→ Tekst źródłowy:

Sądząc po tym, można by uznać, że francuska kadra oficerska, to dyletanci i amatorzy. To jednak byłby bardzo naiwny osąd. Wszak Francja miała swoją aferę Dreyfusa. Wygląda więc na to, że w 1939 i 1940 roku tych Dreyfusów było więcej. Ci wysocy rangą oficerowie nie wykazywali najmniejszej woli walki i przełamanie frontu w Ardenach uznali za katastrofę a nawet klęskę. A przecież to marszałek Foch mówił, że ofensywa po jakimś czasie się skończy. Po pięciu lub sześciu dniach muszą się zatrzymać, aby uzupełnić zaopatrzenie i wtedy następuje okazja do kontrataku. Trudno sobie wyobrazić, by ci oficerowie o tym nie wiedzieli.
To nie pierwszy raz, gdy linia frontu w pewnym miejscu zostaje pozbawiona odwodów strategicznych. Musiał również o tym wiedzieć generał Weygand. W blogu „Wojna 1920 roku”:
„W dniu 4 lipca 1920 roku północny front polski znajdował się w takiej pozycji:
Na odcinku od Dźwiny do górnej Berezyny stała 1-sza armia generała Zegadłowicza. Odcinek średniej Berezyny zajmowała armia generała Szeptyckiego. Odcinek od Ptycza do Prypeci – Grupa Poleska płk. Sikorskiego. Wojska te były rozciągnięte w cienką linię osłonową. Dywizje zajmowały po kilkadziesiąt kilometrów w linii prostej, bez odwodów, rezerw, i w żadnym punkcie nie były zdolne do stawienia oporu większym siłom, ani tym bardziej do przeciwnatarcia. Na to niebezpieczeństwo próbowali wielokrotnie zwracać uwagę naczelnego dowództwa zarówno wojskowi jak i wpływowe w państwie osoby cywilne. Nie odniosło to jednak skutku, gdyż Piłsudski nie znosił, by ktokolwiek wtrącał się do jego decyzji. Takie ugrupowanie wojsk utrzymywano w dalszym ciągu, pomimo niekorzystnej sytuacji po klęsce Denikina, pomimo niepokojących informacji, że sowiecka koncentracja na północy nadal trwa.

Materiały z kolekcji:

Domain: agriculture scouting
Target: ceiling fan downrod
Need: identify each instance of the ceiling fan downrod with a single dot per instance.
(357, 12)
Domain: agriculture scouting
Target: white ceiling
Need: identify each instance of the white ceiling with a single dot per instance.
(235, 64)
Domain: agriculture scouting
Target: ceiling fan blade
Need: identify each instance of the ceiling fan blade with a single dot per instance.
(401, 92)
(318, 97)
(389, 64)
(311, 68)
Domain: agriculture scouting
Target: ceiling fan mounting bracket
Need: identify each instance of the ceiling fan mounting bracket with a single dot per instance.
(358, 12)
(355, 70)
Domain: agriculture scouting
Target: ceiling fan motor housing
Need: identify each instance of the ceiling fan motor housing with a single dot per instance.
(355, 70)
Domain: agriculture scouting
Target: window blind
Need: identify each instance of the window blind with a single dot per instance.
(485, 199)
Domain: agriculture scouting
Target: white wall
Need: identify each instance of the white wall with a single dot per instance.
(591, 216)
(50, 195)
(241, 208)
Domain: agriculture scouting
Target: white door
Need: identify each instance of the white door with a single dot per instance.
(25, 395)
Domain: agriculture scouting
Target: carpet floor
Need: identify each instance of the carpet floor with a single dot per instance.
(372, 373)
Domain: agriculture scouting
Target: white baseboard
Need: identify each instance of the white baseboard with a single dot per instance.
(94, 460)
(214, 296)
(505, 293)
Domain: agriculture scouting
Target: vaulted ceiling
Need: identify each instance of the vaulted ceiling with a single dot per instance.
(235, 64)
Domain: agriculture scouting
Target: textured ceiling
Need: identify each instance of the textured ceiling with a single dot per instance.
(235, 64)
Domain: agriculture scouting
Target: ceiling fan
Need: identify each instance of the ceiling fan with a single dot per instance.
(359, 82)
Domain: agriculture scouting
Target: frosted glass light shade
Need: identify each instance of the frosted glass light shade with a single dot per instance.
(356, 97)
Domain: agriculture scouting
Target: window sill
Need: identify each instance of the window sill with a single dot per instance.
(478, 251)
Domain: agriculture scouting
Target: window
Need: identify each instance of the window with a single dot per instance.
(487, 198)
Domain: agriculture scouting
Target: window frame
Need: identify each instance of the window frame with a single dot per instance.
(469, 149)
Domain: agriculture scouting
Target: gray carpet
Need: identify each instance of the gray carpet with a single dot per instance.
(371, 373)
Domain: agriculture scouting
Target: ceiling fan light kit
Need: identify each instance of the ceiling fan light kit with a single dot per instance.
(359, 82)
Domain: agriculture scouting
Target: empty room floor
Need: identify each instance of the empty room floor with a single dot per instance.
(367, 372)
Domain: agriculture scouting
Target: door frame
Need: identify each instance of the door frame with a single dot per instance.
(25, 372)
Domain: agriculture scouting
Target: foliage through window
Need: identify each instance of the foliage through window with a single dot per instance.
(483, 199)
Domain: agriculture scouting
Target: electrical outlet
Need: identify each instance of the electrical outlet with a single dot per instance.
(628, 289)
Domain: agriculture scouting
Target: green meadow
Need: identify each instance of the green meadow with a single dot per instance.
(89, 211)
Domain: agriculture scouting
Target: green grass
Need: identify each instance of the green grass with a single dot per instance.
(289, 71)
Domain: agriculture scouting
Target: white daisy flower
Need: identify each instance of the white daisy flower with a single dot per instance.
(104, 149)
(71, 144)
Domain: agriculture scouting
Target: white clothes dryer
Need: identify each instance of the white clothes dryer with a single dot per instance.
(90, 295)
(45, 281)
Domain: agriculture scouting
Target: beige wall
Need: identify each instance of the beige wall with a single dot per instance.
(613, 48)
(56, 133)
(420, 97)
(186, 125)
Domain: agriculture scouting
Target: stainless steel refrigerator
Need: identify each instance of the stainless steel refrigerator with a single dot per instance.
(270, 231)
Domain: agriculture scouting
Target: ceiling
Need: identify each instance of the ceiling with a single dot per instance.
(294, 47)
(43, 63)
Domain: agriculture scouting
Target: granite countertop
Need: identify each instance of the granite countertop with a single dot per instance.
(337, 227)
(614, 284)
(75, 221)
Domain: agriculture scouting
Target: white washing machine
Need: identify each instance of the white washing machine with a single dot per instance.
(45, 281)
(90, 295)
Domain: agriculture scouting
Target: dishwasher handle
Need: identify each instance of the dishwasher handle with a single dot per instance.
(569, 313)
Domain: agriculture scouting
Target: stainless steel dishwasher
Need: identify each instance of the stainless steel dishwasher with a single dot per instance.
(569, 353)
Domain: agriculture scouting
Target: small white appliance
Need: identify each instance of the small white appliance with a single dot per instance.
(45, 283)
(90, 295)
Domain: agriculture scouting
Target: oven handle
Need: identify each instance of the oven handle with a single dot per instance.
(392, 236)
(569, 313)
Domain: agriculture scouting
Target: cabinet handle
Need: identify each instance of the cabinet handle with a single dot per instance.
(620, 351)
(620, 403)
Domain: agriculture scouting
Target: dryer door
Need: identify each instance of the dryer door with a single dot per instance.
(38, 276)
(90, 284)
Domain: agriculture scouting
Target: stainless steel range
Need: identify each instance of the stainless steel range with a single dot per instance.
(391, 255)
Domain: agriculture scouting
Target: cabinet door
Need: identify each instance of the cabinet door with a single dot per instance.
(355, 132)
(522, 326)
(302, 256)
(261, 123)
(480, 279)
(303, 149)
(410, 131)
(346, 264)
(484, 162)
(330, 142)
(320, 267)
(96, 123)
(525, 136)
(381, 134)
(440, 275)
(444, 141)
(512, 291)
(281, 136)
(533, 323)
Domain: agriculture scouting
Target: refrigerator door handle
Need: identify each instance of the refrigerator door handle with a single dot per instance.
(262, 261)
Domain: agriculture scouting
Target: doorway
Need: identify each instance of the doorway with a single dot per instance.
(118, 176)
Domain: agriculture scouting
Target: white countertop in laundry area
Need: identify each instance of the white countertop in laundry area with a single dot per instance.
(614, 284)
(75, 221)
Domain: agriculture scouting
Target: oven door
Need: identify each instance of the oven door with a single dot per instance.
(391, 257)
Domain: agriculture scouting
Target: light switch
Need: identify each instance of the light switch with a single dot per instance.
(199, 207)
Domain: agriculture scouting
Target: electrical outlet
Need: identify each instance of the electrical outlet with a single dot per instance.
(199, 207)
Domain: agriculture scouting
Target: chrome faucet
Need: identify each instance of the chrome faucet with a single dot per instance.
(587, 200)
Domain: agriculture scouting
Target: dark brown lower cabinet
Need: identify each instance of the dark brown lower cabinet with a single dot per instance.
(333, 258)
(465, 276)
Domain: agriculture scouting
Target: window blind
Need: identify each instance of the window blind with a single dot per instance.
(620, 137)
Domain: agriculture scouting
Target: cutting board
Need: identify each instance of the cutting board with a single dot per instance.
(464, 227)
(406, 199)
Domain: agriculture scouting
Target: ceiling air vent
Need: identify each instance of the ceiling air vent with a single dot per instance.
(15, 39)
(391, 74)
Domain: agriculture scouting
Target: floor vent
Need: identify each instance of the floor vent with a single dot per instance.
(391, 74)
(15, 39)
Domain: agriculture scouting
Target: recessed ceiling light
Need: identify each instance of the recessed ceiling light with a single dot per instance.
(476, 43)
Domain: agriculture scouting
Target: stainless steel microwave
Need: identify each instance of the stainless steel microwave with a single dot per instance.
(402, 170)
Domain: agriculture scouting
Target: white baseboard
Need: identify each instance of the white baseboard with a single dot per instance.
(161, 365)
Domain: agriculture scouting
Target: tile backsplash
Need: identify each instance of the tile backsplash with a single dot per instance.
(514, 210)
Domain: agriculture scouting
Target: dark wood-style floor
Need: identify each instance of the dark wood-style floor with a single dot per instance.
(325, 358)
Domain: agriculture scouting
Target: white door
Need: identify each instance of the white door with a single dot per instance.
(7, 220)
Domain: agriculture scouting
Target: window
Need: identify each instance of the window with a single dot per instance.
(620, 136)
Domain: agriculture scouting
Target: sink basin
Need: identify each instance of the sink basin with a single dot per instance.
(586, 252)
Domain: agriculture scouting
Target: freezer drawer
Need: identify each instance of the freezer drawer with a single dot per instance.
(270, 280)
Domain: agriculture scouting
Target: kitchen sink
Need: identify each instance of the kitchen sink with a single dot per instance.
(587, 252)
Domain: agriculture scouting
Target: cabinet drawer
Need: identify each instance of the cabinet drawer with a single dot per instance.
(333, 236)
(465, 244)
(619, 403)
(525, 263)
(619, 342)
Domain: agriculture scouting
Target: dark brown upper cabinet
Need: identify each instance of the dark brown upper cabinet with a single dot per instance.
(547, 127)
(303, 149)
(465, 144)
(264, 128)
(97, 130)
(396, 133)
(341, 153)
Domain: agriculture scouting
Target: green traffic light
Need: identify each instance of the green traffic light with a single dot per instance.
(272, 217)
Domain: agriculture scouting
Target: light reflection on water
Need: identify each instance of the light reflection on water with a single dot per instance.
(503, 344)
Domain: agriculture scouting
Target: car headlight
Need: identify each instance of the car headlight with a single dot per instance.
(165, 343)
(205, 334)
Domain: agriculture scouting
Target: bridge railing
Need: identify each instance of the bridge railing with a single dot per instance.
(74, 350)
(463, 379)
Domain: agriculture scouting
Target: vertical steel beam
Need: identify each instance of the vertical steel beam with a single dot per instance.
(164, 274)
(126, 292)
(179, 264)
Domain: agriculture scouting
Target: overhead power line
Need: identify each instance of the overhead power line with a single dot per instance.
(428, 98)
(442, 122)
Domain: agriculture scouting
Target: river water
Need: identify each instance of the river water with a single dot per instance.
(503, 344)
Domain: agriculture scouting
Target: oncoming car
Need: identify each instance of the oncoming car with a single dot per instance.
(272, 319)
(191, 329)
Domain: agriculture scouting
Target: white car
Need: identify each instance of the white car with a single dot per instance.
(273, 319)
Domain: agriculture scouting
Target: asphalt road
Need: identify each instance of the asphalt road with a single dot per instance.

→ Zadanie A: Zamień w tekście źródłowym „Ardenach” na „Wogezach” i przepisz jego fragment, zaczynając od „Sądząc po tym, można” i idąc dalej aż do „tym nie wiedzieli.”.
→ Zadanie B: Proszę podać, czyja armia zajmowała odcinek średniej Berezyny według tekstu źródłowego.

→ Odpowiedź A:
Sądząc po tym, można by uznać, że francuska kadra oficerska, to dyletanci i amatorzy. To jednak byłby bardzo naiwny osąd. Wszak Francja miała swoją aferę Dreyfusa. Wygląda więc na to, że w 1939 i 1940 roku tych Dreyfusów było więcej. Ci wysocy rangą oficerowie nie wykazywali najmniejszej woli walki i przełamanie frontu w Wogezach uznali za katastrofę a nawet klęskę. A przecież to marszałek Foch mówił, że ofensywa po jakimś czasie się skończy. Po pięciu lub sześciu dniach muszą się zatrzymać, aby uzupełnić zaopatrzenie i wtedy następuje okazja do kontrataku. Trudno sobie wyobrazić, by ci oficerowie o tym nie wiedzieli.

→ Odpowiedź B: Armia generała Szeptyckiego.